● Extracted text:

Butternut and Beef Curry

Today at lunch, I was again faced with this meat from the broth pot and no idea what I was going to do with it.  One daughter suggested soup again.  After two days of very fine tasting soups I didn’t think any of us (except her) would want soup again… She suggested that I do something curry like.  (She once spent an entire summer mastering the art of curry making.)

Before GAPS, curry always meant something with rice or a flat bread.  So when I think of curry I have to rethink it, attempting to capture the flavors we love in a way that suits our current dietary needs.  Recently, I have begun to try to get more fiber into our diet.  (One of those stopping to evaluate what we need to tweak moments…)

Also, as you could guess by now, I do not cook from a menu but use what I have on hand.  This usually means the meats I pick up on sale, the veggies I get for a good price, or stuff that I grew myself.   I had a bumper crop of winter squash this year and we are still just making a dent in the pile.  So after very little thought, I decided that butternut squash would make a fine thicken agent for my curry.

● Requirement 1: Reproduce the part of the curry post starting with "Butternut and Beef Curry" and going on through "of curry making.)".
The curry post and the entries come from separate sources.

[Stored dataset items]

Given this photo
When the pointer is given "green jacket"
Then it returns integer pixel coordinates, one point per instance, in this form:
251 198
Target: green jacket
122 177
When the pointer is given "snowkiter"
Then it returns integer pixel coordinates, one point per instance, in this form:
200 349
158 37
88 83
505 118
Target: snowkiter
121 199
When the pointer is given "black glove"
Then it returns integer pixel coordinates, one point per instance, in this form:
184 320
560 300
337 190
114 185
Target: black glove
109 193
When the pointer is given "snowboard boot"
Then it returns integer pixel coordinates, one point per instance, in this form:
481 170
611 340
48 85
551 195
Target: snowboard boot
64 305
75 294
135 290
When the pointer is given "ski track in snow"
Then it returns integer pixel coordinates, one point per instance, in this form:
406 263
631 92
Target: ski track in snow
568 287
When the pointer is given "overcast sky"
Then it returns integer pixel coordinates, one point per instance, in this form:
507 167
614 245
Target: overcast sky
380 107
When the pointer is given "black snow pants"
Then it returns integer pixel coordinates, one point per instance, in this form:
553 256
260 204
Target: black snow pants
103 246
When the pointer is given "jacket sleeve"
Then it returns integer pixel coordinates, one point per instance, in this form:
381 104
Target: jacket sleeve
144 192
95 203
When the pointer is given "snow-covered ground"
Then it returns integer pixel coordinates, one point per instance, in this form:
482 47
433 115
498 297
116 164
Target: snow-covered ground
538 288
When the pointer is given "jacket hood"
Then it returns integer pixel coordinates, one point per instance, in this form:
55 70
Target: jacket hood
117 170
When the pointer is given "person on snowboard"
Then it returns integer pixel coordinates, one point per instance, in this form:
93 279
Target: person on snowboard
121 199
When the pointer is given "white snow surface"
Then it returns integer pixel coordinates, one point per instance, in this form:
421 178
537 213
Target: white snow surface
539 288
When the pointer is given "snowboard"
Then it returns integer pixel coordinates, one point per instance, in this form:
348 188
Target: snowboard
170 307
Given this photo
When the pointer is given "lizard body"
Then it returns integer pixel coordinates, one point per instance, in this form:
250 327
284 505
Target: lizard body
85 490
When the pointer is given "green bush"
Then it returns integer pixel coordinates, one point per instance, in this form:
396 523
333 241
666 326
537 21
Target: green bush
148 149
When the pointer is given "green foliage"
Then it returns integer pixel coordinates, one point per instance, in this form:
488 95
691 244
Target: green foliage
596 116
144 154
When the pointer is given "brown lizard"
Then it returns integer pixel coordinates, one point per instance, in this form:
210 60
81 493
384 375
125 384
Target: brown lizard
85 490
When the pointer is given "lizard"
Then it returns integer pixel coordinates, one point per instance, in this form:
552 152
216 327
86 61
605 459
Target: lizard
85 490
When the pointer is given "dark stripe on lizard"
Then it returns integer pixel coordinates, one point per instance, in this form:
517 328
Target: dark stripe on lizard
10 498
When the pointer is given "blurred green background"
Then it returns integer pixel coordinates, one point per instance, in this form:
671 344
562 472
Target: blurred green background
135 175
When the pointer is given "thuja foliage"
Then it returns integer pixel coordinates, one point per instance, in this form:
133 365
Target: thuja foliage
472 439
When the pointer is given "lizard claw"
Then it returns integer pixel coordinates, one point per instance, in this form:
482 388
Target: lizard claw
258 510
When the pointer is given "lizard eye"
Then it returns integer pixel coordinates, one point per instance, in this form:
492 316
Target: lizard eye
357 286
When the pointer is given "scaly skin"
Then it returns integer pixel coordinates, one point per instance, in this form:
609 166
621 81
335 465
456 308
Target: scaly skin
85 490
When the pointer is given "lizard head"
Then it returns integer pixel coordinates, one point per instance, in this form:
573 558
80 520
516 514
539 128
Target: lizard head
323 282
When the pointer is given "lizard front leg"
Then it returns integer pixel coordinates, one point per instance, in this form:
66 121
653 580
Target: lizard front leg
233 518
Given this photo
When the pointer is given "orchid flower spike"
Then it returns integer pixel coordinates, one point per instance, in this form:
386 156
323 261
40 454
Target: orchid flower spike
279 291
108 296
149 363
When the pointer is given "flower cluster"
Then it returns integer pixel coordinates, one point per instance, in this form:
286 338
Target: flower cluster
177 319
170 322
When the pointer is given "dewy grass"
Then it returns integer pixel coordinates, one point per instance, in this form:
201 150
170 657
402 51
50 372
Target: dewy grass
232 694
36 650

● Requirement 2: State only the number of lines in the entries above that contain the string "scaly".

● Worked solution 1:
Butternut and Beef Curry

Today at lunch, I was again faced with this meat from the broth pot and no idea what I was going to do with it.  One daughter suggested soup again.  After two days of very fine tasting soups I didn’t think any of us (except her) would want soup again… She suggested that I do something curry like.  (She once spent an entire summer mastering the art of curry making.)

● Worked solution 2: 2